## To-do list
1 - Write out everything in the passage on KBO teams and parent brands from "Significant Perceived Impact" down to "the parent brand.", word for word.
2 - Resume the passage on KBO teams and parent brands, picking up right after its final sentence.

## Source passage
########
However, some of the other teams--in particular, the teams that
have a longer history in the league--do take a parent brand-focused
approach and consider how the marketing activities of the team might
impact the parent company. This is an important consideration for the
parent brand in order to limit potential for parent brand dilution. In
particular, it is important for the marketing activities of a brand
extension to be presented with some consistency with the parent
brand's image (Park et al., 1991; Spiggle et al., 2012). Some of
the teams in the KBO have taken this approach by trying to reach a
similar target market and/or by ensuring their marketing activities are
positioned in a similar fashion to the parent company's brand image
or philosophy. A good example of this connection is a response by one
interviewee when he noted that, "When considering a new promotion
we have to determine both the probability of success and if the
promotion is consistent with the parent company's philosophy."
He added that, "We are currently targeting women and children fans,
which is consistent with the parent company's philosophy"
(Team E).
Significant Perceived Impact on the Parent Brand
Despite the differences in the amount of focus the teams give to
the parent brand when developing marketing activities, there is no
denying that the parent brand name is highly connected with the team
itself. One of the unique aspects of professional sport, and marketing
professional sport, is that marketers have no control over the success
of the product on the field (Mullin, Hardy, & Sutton, 2014). Because
the parent brand name is tied to a professional baseball team that could
have varying levels of success, it is important for teams and their
parent companies to understand the level of impact that a team's
success, or lack thereof, will have on the parent brand.
########
## Record set
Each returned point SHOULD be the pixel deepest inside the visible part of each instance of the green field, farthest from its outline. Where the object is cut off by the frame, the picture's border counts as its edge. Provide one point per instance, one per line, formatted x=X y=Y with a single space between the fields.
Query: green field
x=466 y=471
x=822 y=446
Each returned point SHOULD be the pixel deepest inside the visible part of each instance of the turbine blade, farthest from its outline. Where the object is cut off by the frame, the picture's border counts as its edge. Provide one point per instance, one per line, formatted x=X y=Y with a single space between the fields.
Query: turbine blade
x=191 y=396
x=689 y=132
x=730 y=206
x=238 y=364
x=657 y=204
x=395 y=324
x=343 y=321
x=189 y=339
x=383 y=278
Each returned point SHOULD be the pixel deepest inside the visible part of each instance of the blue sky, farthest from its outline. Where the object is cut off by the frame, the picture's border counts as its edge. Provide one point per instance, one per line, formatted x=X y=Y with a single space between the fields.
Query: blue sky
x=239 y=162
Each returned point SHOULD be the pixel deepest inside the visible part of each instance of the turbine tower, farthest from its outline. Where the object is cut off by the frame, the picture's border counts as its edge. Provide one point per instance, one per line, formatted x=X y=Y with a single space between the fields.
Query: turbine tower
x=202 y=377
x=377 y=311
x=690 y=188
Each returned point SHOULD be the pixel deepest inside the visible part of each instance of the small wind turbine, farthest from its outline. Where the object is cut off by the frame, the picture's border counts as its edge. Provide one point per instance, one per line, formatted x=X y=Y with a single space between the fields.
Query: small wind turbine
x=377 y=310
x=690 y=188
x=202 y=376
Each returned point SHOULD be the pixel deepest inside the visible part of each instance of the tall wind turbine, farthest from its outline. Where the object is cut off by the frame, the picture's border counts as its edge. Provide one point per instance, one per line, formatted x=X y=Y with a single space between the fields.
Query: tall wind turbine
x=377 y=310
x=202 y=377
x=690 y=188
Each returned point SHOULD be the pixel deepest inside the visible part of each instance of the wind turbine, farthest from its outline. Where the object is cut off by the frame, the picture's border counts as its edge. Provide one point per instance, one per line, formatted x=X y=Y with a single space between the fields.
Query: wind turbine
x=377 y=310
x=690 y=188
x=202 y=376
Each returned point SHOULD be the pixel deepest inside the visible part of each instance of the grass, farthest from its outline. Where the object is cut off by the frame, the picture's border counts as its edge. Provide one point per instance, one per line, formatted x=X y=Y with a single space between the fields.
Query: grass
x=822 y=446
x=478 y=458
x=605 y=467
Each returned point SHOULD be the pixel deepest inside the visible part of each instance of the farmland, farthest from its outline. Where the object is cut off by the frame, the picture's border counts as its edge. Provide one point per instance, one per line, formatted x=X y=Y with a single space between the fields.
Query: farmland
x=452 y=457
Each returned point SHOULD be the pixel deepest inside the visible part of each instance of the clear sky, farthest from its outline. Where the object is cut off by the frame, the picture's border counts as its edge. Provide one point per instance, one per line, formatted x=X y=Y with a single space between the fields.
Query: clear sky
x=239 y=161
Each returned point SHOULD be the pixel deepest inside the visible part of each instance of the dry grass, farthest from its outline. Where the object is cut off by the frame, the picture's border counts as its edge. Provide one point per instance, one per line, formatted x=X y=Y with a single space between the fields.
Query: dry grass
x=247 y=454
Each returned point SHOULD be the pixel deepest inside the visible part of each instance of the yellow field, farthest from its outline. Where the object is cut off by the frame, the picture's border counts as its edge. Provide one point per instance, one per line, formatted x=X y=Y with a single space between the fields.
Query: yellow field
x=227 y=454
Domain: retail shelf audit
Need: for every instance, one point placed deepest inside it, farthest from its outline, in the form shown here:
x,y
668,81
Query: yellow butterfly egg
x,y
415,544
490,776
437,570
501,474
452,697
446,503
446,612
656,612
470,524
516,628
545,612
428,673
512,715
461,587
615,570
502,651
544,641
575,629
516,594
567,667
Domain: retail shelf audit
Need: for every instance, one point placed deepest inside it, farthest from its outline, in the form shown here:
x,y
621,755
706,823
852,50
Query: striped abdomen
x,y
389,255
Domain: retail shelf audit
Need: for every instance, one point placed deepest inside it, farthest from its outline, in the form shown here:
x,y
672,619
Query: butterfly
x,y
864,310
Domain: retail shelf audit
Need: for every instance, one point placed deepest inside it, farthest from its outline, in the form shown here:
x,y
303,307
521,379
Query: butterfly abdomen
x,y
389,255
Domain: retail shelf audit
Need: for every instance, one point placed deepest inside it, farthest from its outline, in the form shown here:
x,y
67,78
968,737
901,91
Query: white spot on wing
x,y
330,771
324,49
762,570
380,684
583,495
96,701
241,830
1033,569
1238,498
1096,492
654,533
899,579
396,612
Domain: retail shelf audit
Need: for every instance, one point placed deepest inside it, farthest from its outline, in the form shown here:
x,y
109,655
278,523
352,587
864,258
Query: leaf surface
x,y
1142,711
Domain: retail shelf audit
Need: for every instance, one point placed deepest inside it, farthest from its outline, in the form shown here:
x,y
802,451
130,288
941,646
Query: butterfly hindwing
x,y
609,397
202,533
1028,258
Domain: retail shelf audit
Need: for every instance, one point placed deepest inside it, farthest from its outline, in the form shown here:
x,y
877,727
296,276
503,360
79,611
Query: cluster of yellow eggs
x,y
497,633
########
## Task-by-task results
1 -
Significant Perceived Impact on the Parent Brand
Despite the differences in the amount of focus the teams give to
the parent brand when developing marketing activities, there is no
denying that the parent brand name is highly connected with the team
itself. One of the unique aspects of professional sport, and marketing
professional sport, is that marketers have no control over the success
of the product on the field (Mullin, Hardy, & Sutton, 2014). Because
the parent brand name is tied to a professional baseball team that could
have varying levels of success, it is important for teams and their
parent companies to understand the level of impact that a team's
success, or lack thereof, will have on the parent brand.

2 -
While previous research on this type of team ownership structure in
Taiwan suggests there is more potential for team success to have a
positive impact on a parent brand's image than team failure have a
negative impact among fans (Walsh et al., 2012), it is important to also
understand the team executives' opinions on how team performance
impacts the parent brand. Overwhelmingly, in the interviews there was a
sense among the team executives that team performance does have a
significant effect on the parent brand. In particular, while the
executives did not have quantitative measures of this effect, there was
a sense among the interviewees that the team's performance on the
field was correlated to how the fans felt about the parent company. In
other words, if the team was doing well those positive feelings were
passed on to the parent brand, whereas if the team was performing poorly
the executives believe that the fans think the parent company is not
managing the team properly and the fans' frustrations are passed
along to the parent brand. For instance, one executive noted:
Our team's image is tied to the parent company's image.
If we have a bad record people may think that the parent brand may not
have invested enough in the team. They may then express their discontent
with the parent company because they are dissatisfied with the operation
of the baseball team. However, when we have a good record people believe
that the parent brand is doing a good job managing the team (Team E).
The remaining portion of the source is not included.